## Document excerpt:
## start

As a beginner I’ve known how to play F Through your tips

Dan Thorpe
May 1, 2018 Reply

It`s my pleasure, Peter. Keep on rockin` that (now not so) dreaded F chord!

May 1, 2018 Reply

Great read! You validated many of my frustrations with humor, so thank you for the laughs as well.

Dan Thorpe
May 1, 2018 Reply

Hey Doug, it`s my pleasure. Glad to know you are enjoying my often bizarre humour too!

June 20, 2018 Reply

Thanks dude….

Dan Thorpe
June 21, 2018 Reply

It`s a pleasure! 🙂

Alfred Cucchiara
September 26, 2018 Reply

I am a 70 year old beginner and this article has really helped me. Great info.!
Just a quick question: On shape Two, you mention placing the index finger “at the fifth fret.” Is this a typo, and should it read “at the second fret”?

Dan Thorpe
October 8, 2018 Reply

Hi Alfred, thanks for the kind words. No, this wasn`t a typo, for this shape (number 2) it should be played higher up the fretboard so that the index finger is on fret 5.

This allows the pinkie which is playing the root note for this shape on the note of F located at the 8th fret of the A string.

This is a different way of playing F than many are used to. Let me know if you have any other questions.

Romeo Gregorio
December 11, 2018 Reply

How do I play the F#IA# chord?

Dan Thorpe
December 18, 2018 Reply

Hi Romeo, never heard of this chord! Could you clarify which chord you mean, please? Thanks. Dan

Bruce Laughlin
April 16, 2020 Reply

Hi Dan, great presentation on the many way an F can be played, thanks! I have a question I think you can answer.

I learned 43 years ago to play chords like E major and minor, A minor, B minor, with ring and middle fingers the way you show in shape 4. Every other player I’ve ever seen uses shape 1. Is there a compelling reason to unlearn and learn the traditional fingering? The easy answer would be “do what works best for you”, but i figure there must be a reason for the fingering.

January 14, 2022 Reply


Geoff Wood
May 4, 2020 Reply

‘How about for ‘Shape 1’ only barring top 2 strings with ‘finger 1’ , and curling your thumb around to complete the barre on the bottom E string.

November 19, 2020 Reply

Before I found you this chord was like: F this sh.t I’m out! XD Thanks so much!

January 13, 2021 Reply

Thank you sir, great resource for older beginners. Appreciate it.

May 25, 2021 Reply

On shape 5 is relatively easy to mute the first string with the pinkie

Also, I think that with a little effort and training, you can mute the low E string with a gentle touch of the ring finger.

I’m thinking to give I try, because It is the most comfortable and versatile shape without barre. So muting the six string could be and improvement on strumming, If the previous or next chord uses the sixth string or If you accidentally pick the sting on this shape .

## end

## Dataset records:
## start

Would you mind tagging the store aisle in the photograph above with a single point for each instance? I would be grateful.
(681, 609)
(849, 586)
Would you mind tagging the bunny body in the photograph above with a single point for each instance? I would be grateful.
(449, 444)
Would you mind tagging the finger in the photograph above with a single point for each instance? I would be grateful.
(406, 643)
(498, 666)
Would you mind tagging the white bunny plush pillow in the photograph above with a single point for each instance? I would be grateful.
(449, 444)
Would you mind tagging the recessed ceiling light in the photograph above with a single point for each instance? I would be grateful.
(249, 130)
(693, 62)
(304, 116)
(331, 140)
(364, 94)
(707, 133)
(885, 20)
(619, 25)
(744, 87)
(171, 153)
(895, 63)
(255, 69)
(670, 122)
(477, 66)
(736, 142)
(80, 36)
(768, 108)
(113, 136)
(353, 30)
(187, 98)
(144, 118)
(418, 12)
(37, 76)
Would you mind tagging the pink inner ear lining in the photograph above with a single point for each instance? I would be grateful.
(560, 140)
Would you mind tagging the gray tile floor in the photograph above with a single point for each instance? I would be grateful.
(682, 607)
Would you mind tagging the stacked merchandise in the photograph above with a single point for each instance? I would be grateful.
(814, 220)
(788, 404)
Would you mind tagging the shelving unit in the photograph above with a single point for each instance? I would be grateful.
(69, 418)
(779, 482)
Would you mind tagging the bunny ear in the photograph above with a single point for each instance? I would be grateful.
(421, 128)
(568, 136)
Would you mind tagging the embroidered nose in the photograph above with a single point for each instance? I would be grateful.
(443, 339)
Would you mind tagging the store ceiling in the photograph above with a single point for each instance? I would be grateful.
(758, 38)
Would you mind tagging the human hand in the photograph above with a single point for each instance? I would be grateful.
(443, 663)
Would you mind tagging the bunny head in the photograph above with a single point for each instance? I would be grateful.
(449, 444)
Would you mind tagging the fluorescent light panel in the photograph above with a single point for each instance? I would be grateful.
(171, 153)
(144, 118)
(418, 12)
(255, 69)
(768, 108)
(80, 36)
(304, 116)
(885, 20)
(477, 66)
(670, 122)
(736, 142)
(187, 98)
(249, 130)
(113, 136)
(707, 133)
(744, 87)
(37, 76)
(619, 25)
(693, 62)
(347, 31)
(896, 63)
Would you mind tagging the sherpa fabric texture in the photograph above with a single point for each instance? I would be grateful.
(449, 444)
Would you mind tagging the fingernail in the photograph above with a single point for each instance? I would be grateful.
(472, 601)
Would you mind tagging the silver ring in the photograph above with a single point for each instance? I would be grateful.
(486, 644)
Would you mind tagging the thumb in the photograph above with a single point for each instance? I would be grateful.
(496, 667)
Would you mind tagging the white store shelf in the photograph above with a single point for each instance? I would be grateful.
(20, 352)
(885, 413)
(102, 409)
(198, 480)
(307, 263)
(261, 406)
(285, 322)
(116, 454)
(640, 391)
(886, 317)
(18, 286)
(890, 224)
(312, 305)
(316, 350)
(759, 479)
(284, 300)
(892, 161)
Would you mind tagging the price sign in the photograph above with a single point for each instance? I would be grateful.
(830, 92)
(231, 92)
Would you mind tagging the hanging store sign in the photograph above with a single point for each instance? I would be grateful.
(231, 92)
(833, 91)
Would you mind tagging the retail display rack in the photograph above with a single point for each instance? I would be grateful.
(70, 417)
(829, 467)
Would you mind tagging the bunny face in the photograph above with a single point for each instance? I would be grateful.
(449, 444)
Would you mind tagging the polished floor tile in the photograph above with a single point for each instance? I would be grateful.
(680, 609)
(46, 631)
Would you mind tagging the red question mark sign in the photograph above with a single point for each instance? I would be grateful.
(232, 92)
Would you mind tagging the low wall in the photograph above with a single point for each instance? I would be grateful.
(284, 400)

## end

## Complete the following:
a - Output the F chord comment thread between "Hi Alfred, thanks" and "the A string.", inclusive.
b - Pick up the F chord comment thread after its final line and keep writing it.
The listing has no connection to the F chord comment thread.

## The responses:
a -
Hi Alfred, thanks for the kind words. No, this wasn`t a typo, for this shape (number 2) it should be played higher up the fretboard so that the index finger is on fret 5.

This allows the pinkie which is playing the root note for this shape on the note of F located at the 8th fret of the A string.

b -
But I’m not sure at all.

January 18, 2022 Reply

Guitar is not my first instrument and though I can play a couple of chords, I can’t really manage any of these F versions. I have very small hands (and feet!) and I have great difficulty just getting my fingers in the approximate right places, not to mention pressing down on the string or not accidentally touching another. On the piano my hands reach an octave, but only enough just to play it.

With the guitar I can play a full C chord though it’s not always clear. It can take a few adjustments before it sounds. The chord I play best is G Major. I can manage D major, though I have to make sure to roll my fingers toward myself.

Thankfully, I don’t have to be great, but I would like to at least be competent!

Also, not necessarily chord-related, but do you have any tips for people who are constantly having to translate the strings? I know the strings going from low to high, and if I’m not sure of a pitch, I have to go through that whole sequence first.

Scotty “Son” Donald
March 19, 2022 Reply

I’ve been playing for 50 years. The @#$%^&* F key was near the last I learned—and not all that long ago, either.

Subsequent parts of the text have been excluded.